▶ _Object position labeling entries_:
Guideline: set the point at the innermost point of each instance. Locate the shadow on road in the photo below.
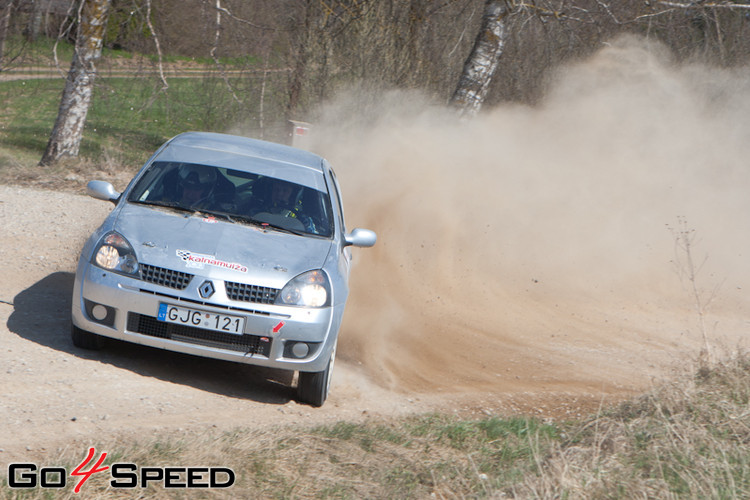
(42, 314)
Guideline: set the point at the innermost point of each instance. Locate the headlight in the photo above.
(114, 253)
(310, 289)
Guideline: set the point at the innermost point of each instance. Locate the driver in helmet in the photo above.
(196, 185)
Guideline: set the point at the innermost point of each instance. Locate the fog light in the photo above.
(104, 315)
(99, 312)
(300, 349)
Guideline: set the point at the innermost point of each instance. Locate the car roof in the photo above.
(247, 155)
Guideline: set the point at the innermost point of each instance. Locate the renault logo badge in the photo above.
(206, 289)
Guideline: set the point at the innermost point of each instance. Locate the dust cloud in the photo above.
(533, 248)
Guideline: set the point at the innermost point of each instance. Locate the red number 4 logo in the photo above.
(86, 474)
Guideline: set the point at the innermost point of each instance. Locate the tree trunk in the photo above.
(35, 21)
(482, 63)
(65, 139)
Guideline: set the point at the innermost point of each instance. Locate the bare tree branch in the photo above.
(164, 83)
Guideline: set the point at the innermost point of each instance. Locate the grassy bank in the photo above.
(685, 439)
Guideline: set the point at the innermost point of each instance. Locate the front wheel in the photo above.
(85, 340)
(312, 387)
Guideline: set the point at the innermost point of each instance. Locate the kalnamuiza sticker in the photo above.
(199, 261)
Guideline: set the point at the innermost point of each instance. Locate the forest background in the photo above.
(262, 63)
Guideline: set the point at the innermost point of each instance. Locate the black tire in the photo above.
(84, 339)
(312, 387)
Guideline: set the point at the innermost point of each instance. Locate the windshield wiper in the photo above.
(224, 215)
(263, 224)
(168, 204)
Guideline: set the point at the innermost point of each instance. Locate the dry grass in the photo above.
(685, 439)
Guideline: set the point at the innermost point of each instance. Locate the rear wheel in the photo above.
(85, 340)
(312, 387)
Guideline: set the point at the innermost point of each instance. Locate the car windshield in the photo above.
(235, 195)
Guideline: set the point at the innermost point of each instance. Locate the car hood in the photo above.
(218, 249)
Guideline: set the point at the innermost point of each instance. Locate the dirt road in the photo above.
(55, 395)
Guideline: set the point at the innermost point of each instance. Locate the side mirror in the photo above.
(102, 190)
(361, 238)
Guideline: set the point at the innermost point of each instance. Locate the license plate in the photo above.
(201, 319)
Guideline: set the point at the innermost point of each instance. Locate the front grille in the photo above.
(248, 344)
(251, 293)
(165, 277)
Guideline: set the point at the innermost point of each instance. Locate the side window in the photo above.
(336, 192)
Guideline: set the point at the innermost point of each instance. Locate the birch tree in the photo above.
(67, 132)
(483, 60)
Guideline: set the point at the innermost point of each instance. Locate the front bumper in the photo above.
(268, 338)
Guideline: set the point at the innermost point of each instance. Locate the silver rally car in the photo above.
(223, 247)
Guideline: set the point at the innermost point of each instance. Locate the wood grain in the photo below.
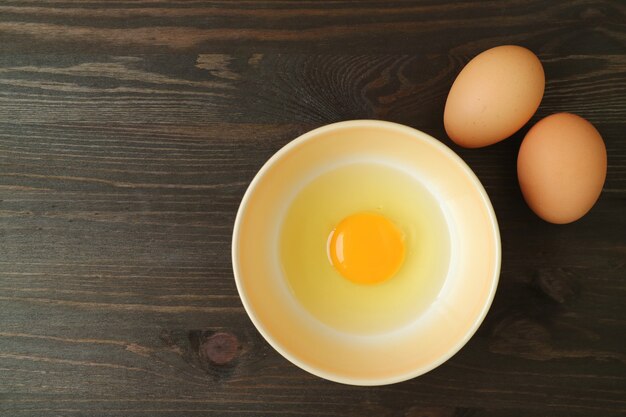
(129, 131)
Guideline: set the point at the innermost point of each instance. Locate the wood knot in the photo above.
(219, 348)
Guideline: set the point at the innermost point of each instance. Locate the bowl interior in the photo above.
(390, 356)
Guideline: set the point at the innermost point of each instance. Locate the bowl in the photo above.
(391, 355)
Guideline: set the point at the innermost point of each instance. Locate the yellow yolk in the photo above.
(366, 248)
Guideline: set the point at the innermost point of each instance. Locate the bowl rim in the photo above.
(365, 123)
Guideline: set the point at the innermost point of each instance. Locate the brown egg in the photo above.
(494, 96)
(561, 167)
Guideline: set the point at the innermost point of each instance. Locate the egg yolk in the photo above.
(366, 248)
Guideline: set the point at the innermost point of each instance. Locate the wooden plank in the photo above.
(130, 130)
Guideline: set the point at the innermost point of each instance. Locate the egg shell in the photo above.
(561, 167)
(494, 96)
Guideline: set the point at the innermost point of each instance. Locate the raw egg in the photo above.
(561, 167)
(364, 247)
(494, 96)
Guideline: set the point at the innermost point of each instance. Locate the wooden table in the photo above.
(129, 131)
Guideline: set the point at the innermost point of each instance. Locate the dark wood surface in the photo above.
(129, 131)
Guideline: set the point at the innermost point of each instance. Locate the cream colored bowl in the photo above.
(398, 354)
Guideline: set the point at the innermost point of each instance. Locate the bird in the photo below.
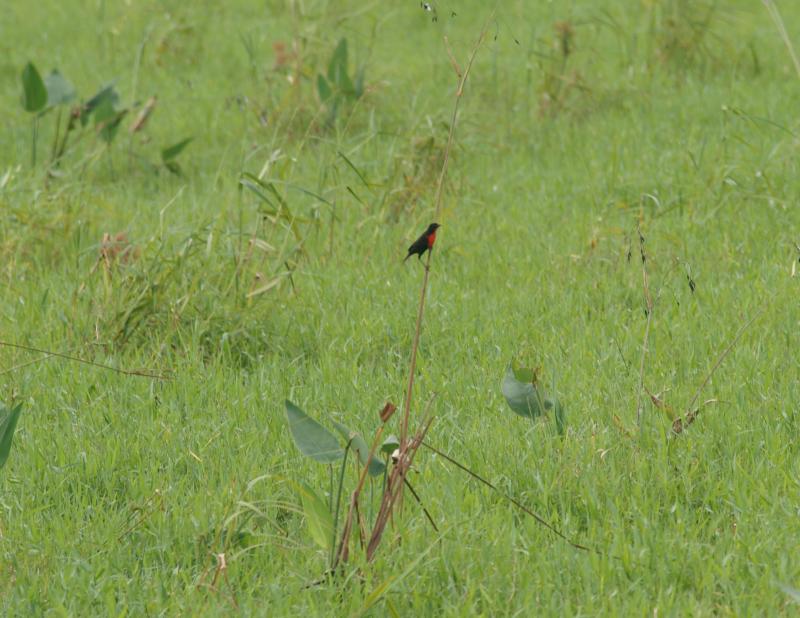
(423, 243)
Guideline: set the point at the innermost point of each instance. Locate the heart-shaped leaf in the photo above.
(318, 518)
(526, 399)
(376, 466)
(311, 438)
(34, 93)
(8, 423)
(522, 396)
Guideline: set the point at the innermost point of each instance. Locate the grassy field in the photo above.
(581, 124)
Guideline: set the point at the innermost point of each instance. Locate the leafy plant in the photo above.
(8, 423)
(34, 100)
(103, 110)
(317, 443)
(524, 397)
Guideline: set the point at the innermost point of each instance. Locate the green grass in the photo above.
(120, 490)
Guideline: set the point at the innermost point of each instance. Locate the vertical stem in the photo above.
(33, 139)
(438, 202)
(55, 139)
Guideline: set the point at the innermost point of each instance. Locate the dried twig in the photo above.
(727, 351)
(438, 202)
(513, 501)
(127, 372)
(649, 311)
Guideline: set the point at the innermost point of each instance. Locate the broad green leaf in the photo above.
(337, 69)
(59, 90)
(8, 423)
(524, 398)
(168, 154)
(376, 466)
(323, 89)
(318, 517)
(34, 93)
(311, 438)
(390, 444)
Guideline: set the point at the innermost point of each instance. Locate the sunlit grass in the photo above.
(120, 491)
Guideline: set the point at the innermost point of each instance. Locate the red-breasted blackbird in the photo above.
(423, 243)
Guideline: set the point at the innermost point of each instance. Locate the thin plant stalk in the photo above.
(438, 203)
(649, 308)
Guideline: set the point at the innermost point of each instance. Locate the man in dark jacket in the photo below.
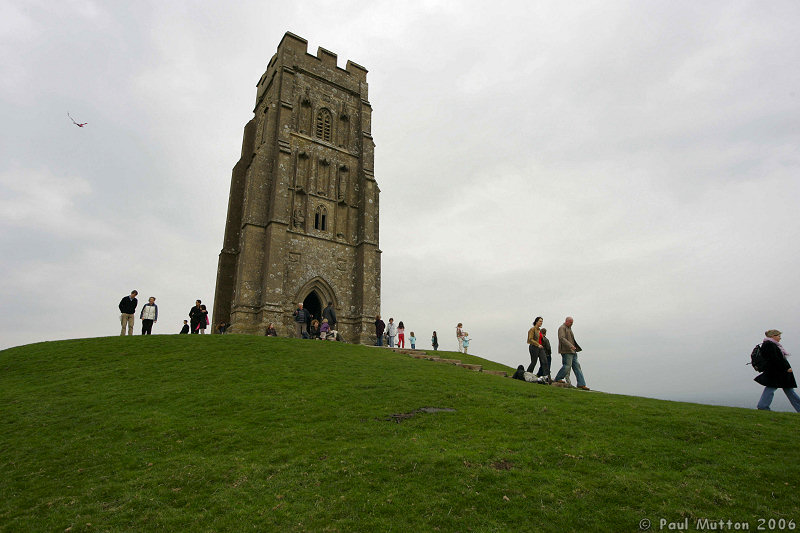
(778, 374)
(127, 308)
(379, 327)
(195, 314)
(330, 314)
(301, 317)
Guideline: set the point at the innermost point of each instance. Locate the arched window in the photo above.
(324, 125)
(320, 218)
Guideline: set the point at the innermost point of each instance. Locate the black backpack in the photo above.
(757, 360)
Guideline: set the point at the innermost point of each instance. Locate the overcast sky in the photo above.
(632, 164)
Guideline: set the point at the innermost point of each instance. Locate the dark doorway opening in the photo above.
(313, 305)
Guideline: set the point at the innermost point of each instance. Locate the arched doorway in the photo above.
(313, 304)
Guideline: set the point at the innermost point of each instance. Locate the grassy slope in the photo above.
(234, 433)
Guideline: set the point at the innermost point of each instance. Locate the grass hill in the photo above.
(240, 433)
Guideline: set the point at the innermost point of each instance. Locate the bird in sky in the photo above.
(76, 123)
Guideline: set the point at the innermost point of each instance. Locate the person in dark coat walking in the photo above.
(195, 314)
(548, 351)
(778, 374)
(379, 327)
(127, 309)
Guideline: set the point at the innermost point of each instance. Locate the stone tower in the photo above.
(303, 210)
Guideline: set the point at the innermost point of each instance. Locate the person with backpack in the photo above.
(776, 372)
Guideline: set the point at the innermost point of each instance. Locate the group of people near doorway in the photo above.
(541, 352)
(387, 334)
(308, 326)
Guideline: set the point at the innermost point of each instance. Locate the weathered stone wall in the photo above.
(303, 207)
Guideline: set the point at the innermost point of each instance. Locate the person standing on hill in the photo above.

▶ _Description of the task_: Beginning at the line that contains "arched window in the photo above.", retype each line of the listing up to and including the last one, exactly as it stands, and nothing else.

▶ _Response_:
Guideline: set the point at the innermost point of each instance. Locate the arched window in the photo above.
(324, 125)
(320, 218)
Guideline: set the point at the innermost point of each instance. Locate the black backpack in the photo above.
(757, 360)
Guideline: set the point at the innermost point of each instance. Locate the overcast sky in the photo above.
(632, 164)
Guideline: set the point at the innermost point of each instance. Locate the dark doorway opening in the photo above.
(313, 305)
Guideline: set the point at the innermost point of each instance. Locate the arched doorway in the photo above.
(313, 304)
Guideline: set the point at the innermost point of each instance. Locate the grassy slope in the photo above.
(234, 433)
Guideline: set the point at the innermost point of each instance. Locate the grass hill in the photo above.
(240, 433)
Guideline: set the point at the innermost point of each instance. Locate the bird in sky in the photo above.
(76, 123)
Guideline: set the point at the innermost point of each instance. Locate the person in dark coat walking in the photo above.
(195, 314)
(548, 351)
(778, 374)
(379, 327)
(127, 309)
Guideline: set the point at the innermost point of each instance. Locate the stone tower in the photo above.
(303, 210)
Guideline: set the point at the innermost point of each instance. Locate the person with backpack in the photo above.
(776, 372)
Guideline: set the point at the innermost point of each instance. Locate the group of people near doorway in the photo above.
(541, 352)
(387, 334)
(308, 326)
Guideline: set the point at the innermost point of each instance. Locate the weathered stone wall in the photo above.
(303, 207)
Guideline: set the point at the innermost point of each instance. Locate the person standing on hill in the photo above.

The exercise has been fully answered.